For further understanding, we then analyze the performance of the DRN-based estimator in terms of Bayesian philosophy. As shown in Fig. 4, there are two approaches to design the MMSE estimator: model driven approach and data driven approach. Traditionally, given a prior PDF, the MMSE estimator can be derived by minimizing the Bayesian MSE in a model driven manner. However, for the cascaded channel, it is intractable to implement the MMSE estimator due to a lack of closed-form expression and the associated high-cost in computation. Alternatively, the proposed DRN-MMSE estimator is obtained by minimizing the empirical MSE based on the training set in a data driven approach. Note that it is obvious that

\lim_{N_{t}\to\infty}E_{\mathrm{mse}}(N_{t})=\lim_{N_{t}\to\infty}\frac{1}{2N_{t}}\sum_{i=1}^{N_{t}}\left\|\tilde{\mathbf{H}}_{k}^{(i)}-\mathbf{H}_{k}^{(i)}\right\|_{F}^{2}=B_{\mathrm{mse}}.

(22)

Hence, the DRN estimator converges to the MMSE estimator when $N_{t}\rightarrow\infty$ . As a summary, the DRN estimator is a data driven approach by minimizing the empirical MSE based on a training set while the optimal MMSE is a model driven approach by minimizing Bayesian MSE based on a prior PDF. In particular, the performance of the DRN estimator converges to the optimal MMSE estimator when the training set is sufficiently large. Next, we will introduce the online estimation phase of the developed framework.

2) Online Estimation:

Given the test data $\dot{\mathbf{X}}_{k}$ , we first adopt the LS estimator to obtain the initial coarse channel estimation $\dot{\mathbf{X}}_{k}{\mathbf{P}}^{\dagger}$ and then send it to the well-trained DRN to operate the channel estimation, as shown in Fig. 3. Finally, the estimated channel coefficients by the proposed DRN estimator can be expressed as

\tilde{\mathbf{H}}_{k}^{\mathrm{DRN}}=f_{\theta^{*}}({\dot{\mathbf{X}}}{\mathbf{P}}^{\dagger})={\dot{\mathbf{X}}}{\mathbf{P}}^{\dagger}-\tilde{f}_{\theta^{*}}({\dot{\mathbf{X}}}{\mathbf{P}}^{\dagger}).

Problem A
In the channel estimation excerpt, which estimator is applied to the test data first to get the initial coarse channel estimate during online estimation?
The records that follow are unrelated to the channel estimation excerpt.

Available records
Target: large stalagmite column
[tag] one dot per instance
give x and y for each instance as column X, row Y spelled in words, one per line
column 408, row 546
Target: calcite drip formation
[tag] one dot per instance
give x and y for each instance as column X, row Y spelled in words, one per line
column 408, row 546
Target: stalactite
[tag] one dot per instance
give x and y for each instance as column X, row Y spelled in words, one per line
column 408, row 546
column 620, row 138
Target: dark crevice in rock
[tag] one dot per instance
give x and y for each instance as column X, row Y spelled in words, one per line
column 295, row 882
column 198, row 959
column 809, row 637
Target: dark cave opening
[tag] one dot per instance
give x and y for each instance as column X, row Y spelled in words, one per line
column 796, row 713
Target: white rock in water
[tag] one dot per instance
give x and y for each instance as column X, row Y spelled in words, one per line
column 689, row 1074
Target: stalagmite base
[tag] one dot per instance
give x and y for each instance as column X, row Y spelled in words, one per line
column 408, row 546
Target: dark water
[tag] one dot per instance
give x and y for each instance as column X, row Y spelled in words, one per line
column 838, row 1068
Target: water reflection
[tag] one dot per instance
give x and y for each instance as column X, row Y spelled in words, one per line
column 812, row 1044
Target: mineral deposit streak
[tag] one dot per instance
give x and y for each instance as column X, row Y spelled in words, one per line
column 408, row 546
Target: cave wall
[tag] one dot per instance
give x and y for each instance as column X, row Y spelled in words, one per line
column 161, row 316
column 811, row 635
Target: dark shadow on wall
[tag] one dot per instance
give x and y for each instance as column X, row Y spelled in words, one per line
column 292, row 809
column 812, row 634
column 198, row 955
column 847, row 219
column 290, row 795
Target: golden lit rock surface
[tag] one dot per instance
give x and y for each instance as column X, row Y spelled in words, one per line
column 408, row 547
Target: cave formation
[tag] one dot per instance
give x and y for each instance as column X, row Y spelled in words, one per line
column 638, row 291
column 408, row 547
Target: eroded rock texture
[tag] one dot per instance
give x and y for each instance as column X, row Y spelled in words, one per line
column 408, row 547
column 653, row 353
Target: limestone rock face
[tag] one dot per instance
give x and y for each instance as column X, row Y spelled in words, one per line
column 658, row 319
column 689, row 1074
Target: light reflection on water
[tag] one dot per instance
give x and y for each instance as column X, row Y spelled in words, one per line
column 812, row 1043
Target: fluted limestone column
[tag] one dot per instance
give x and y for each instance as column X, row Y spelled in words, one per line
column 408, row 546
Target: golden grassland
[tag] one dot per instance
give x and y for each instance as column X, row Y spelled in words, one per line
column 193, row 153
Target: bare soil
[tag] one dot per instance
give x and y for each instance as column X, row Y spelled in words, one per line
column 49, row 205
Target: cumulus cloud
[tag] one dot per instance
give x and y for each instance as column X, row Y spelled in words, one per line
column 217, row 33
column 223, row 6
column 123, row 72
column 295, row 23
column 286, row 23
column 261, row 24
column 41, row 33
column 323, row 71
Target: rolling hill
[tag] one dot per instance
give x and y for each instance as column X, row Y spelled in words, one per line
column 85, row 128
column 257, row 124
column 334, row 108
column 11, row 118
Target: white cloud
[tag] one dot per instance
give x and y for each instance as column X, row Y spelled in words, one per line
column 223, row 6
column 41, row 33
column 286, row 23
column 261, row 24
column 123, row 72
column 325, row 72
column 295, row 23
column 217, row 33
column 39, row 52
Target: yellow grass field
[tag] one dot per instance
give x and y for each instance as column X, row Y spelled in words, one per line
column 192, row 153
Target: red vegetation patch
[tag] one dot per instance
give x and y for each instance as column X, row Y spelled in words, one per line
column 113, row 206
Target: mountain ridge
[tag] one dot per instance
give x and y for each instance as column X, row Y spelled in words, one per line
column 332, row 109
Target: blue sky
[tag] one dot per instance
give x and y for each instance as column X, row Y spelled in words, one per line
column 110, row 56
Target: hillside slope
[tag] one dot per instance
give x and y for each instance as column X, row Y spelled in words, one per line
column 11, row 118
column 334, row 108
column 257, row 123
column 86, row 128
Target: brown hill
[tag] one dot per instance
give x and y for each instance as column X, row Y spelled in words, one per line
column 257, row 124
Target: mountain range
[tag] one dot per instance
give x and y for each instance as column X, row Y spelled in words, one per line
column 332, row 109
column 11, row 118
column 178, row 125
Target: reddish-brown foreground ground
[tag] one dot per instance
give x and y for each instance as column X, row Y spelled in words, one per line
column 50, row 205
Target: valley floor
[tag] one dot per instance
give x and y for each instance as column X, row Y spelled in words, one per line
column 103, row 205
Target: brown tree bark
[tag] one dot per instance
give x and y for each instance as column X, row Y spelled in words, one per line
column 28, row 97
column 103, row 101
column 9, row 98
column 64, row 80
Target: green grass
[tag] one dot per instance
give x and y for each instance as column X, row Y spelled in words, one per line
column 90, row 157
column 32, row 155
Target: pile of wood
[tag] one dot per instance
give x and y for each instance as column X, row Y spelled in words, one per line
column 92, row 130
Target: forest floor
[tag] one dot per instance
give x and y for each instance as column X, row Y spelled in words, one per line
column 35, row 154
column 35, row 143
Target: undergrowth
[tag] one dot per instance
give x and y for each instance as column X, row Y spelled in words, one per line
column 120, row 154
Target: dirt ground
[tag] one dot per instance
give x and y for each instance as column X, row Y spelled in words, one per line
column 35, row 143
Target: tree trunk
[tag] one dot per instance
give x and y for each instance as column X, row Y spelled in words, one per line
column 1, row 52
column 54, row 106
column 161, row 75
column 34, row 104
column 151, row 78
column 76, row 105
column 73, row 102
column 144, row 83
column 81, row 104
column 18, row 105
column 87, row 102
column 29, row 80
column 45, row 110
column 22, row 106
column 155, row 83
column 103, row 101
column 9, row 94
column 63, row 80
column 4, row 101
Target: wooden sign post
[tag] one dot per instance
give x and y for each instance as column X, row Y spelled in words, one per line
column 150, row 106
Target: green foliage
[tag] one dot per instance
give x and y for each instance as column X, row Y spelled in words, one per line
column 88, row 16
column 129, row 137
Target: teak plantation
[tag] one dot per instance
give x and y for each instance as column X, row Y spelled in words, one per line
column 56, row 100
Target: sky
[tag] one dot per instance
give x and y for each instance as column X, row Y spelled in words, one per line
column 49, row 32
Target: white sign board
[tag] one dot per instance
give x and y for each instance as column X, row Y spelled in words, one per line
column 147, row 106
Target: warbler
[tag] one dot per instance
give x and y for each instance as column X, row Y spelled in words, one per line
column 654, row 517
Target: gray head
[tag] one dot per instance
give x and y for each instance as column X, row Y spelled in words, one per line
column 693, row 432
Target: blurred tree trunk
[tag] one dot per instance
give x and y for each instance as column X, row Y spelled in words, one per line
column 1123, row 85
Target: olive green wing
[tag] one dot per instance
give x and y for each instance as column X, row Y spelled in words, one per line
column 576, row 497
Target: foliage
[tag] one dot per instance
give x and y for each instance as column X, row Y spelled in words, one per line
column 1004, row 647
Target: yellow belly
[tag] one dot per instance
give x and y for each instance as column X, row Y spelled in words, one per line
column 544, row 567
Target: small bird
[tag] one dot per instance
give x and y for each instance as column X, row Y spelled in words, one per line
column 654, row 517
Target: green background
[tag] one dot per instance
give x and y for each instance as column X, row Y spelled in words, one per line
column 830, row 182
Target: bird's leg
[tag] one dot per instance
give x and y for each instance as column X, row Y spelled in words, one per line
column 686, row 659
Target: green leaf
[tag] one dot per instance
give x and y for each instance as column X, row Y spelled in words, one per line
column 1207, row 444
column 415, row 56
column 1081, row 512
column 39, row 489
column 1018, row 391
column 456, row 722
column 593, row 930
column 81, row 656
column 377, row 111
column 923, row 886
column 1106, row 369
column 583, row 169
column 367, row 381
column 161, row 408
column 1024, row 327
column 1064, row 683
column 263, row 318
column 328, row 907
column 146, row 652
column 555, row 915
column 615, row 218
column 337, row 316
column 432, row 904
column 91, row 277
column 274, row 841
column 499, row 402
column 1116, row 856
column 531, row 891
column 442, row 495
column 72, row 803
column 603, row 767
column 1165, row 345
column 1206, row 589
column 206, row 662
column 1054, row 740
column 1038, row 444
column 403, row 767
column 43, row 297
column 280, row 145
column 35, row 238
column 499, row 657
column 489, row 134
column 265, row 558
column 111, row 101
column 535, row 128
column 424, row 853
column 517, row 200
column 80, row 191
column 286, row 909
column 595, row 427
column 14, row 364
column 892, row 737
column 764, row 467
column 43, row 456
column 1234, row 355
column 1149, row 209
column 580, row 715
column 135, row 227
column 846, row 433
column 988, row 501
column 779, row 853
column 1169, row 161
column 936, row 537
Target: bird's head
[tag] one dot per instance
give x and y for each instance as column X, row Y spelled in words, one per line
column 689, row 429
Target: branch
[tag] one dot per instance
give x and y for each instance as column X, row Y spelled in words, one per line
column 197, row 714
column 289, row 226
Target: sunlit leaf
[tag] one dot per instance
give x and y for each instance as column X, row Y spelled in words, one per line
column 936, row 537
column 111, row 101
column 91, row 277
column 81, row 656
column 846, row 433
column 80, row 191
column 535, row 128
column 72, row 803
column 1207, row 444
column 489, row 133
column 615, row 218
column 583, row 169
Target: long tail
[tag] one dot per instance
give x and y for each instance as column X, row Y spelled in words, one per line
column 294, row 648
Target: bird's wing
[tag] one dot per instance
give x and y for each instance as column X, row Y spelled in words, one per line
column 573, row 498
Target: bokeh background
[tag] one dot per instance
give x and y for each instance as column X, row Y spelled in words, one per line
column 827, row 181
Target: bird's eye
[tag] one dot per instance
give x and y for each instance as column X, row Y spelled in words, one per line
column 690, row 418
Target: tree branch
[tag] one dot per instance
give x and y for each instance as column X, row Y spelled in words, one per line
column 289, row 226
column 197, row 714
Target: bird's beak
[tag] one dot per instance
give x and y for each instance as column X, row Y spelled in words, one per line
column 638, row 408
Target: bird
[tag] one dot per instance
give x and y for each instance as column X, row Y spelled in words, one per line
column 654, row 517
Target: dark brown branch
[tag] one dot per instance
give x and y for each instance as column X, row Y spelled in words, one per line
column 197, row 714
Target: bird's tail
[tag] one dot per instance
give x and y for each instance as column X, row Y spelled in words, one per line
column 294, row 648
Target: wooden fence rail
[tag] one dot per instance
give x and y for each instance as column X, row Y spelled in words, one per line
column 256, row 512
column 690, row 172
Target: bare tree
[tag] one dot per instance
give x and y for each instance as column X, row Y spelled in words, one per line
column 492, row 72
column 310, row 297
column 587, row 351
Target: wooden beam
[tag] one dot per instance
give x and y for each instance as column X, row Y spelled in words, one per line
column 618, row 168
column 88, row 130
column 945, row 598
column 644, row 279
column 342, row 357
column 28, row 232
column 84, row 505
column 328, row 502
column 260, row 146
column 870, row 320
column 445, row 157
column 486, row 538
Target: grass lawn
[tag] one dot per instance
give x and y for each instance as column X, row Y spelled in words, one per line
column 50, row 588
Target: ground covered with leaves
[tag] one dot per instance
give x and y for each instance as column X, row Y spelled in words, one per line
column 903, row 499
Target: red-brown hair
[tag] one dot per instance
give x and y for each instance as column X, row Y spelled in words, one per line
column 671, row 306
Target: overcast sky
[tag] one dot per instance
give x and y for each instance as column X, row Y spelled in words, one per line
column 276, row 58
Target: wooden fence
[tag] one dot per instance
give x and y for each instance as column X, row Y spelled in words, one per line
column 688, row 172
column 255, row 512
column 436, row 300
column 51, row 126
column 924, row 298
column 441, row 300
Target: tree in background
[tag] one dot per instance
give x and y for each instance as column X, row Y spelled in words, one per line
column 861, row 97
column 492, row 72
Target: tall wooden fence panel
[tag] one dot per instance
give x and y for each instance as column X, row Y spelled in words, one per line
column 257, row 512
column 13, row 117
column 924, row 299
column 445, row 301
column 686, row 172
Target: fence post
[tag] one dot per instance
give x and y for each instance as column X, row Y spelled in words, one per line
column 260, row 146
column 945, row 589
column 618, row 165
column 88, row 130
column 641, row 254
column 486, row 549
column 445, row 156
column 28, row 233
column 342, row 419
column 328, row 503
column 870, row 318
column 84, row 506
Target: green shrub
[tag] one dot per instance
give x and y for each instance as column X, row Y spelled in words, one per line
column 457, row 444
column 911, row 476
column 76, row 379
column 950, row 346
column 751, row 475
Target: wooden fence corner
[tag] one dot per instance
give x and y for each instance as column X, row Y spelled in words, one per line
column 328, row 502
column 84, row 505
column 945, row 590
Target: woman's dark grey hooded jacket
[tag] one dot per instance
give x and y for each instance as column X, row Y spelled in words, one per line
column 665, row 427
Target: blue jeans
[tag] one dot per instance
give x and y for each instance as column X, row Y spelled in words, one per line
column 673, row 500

Problem B
In the records, extract the part that opens with the line containing "Target: dark cave opening" and closes with the line containing "column 796, row 713", including both of those lines.

Right answer A
The LS estimator.

Right answer B
Target: dark cave opening
[tag] one dot per instance
give x and y for each instance as column X, row Y spelled in words, one per line
column 796, row 713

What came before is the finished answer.